> Goal of the exercise:
Copy out the rows below word for word, from the start of the rows through the line that contains "Query: blurred red flower". Leave the pictures out of your answer.

> Dataset content:
◆ ◆ ◆

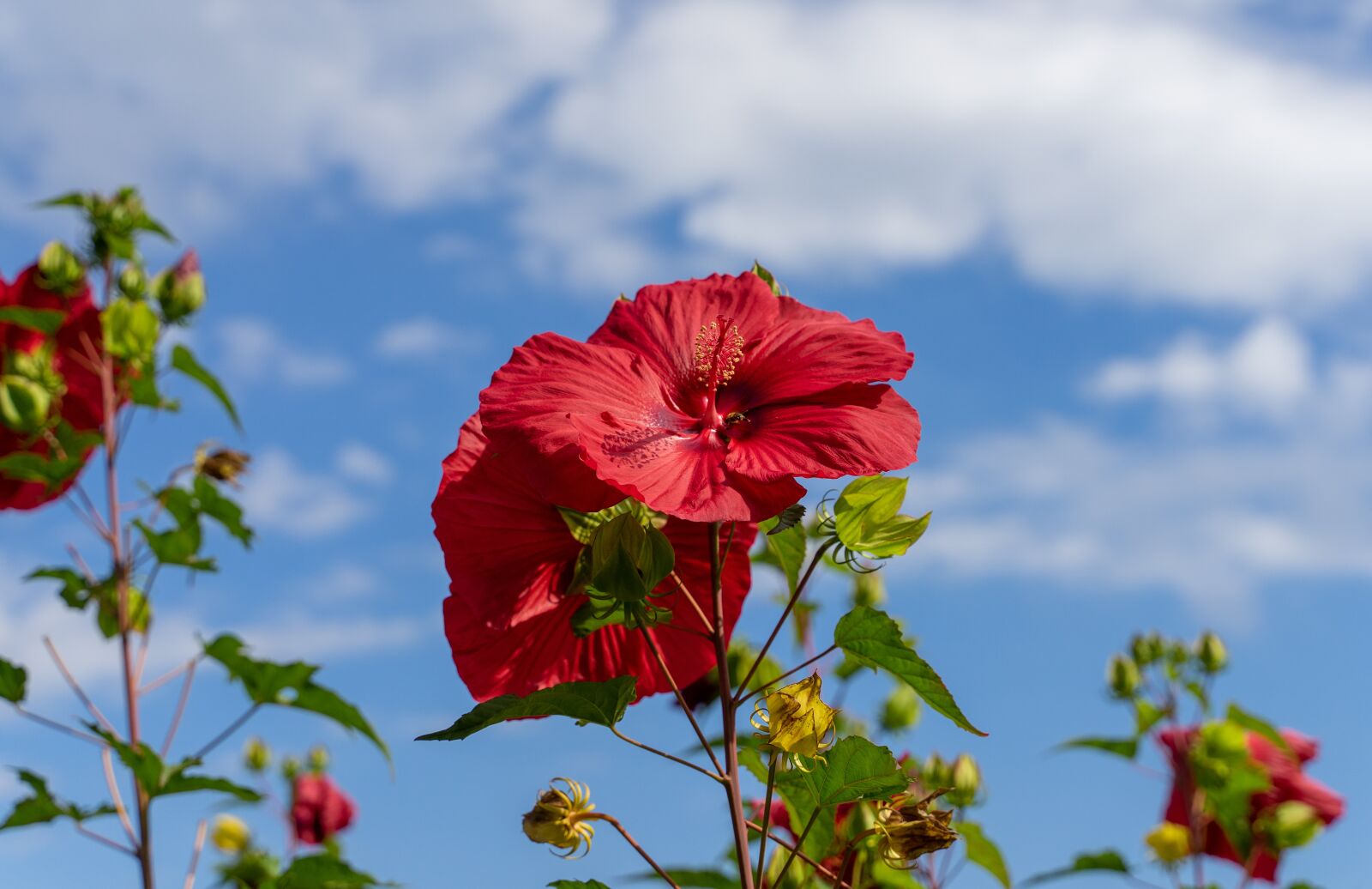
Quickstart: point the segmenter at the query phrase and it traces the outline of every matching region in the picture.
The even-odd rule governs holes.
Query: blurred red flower
[[[914,462],[919,416],[885,384],[912,361],[871,321],[777,296],[752,273],[715,274],[616,302],[587,343],[530,339],[480,416],[493,440],[584,462],[670,516],[759,521],[804,495],[797,476]]]
[[[1198,735],[1196,727],[1165,728],[1158,733],[1158,742],[1168,753],[1172,763],[1172,794],[1168,798],[1166,820],[1173,825],[1190,827],[1191,797],[1195,786],[1191,779],[1190,752]],[[1270,786],[1261,793],[1255,793],[1249,808],[1250,827],[1258,818],[1272,807],[1281,803],[1305,803],[1314,809],[1318,819],[1334,823],[1343,815],[1343,797],[1314,781],[1305,774],[1303,767],[1320,752],[1320,744],[1314,738],[1308,738],[1297,731],[1283,730],[1281,738],[1290,746],[1290,752],[1283,750],[1276,744],[1257,734],[1247,733],[1249,755],[1253,763],[1261,766],[1270,781]],[[1211,857],[1224,859],[1243,866],[1233,844],[1224,835],[1220,825],[1210,822],[1202,829],[1202,852]],[[1264,848],[1262,838],[1254,834],[1254,851],[1247,863],[1247,873],[1254,879],[1276,882],[1280,853]]]
[[[639,697],[670,690],[641,631],[623,626],[584,637],[572,631],[572,616],[590,601],[568,594],[583,545],[535,488],[532,479],[546,472],[549,468],[528,454],[497,450],[475,416],[462,425],[457,450],[443,461],[434,523],[451,579],[443,623],[458,675],[477,701],[626,675],[638,676]],[[573,502],[582,512],[624,499],[584,466],[571,466],[557,479],[563,502]],[[707,525],[670,519],[663,532],[676,552],[676,575],[700,611],[711,616]],[[756,532],[756,525],[735,525],[726,554],[726,634],[733,631],[748,593],[748,549]],[[659,624],[653,638],[672,676],[686,685],[715,665],[715,652],[709,639],[698,635],[709,626],[671,578],[659,587],[668,590],[653,601],[670,609],[672,619]]]
[[[328,775],[296,777],[291,792],[291,826],[306,845],[322,845],[353,823],[357,807]]]
[[[77,432],[99,429],[104,421],[104,401],[92,358],[100,361],[104,337],[89,285],[82,281],[71,295],[56,294],[43,287],[38,268],[33,265],[21,272],[12,284],[0,278],[0,307],[11,306],[62,311],[64,317],[54,336],[0,320],[0,372],[10,366],[15,354],[32,355],[51,344],[52,369],[62,376],[66,387],[58,402],[60,417]],[[47,455],[49,444],[41,435],[23,435],[0,423],[0,457],[18,453]],[[48,490],[38,482],[19,482],[0,475],[0,509],[43,506],[60,497],[74,480]]]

◆ ◆ ◆

> Solved problem:
Quickstart: point the segmenter at the query phrase and it traces the outline of every matching region in the picture.
The even-odd rule governs holes.
Query: blurred red flower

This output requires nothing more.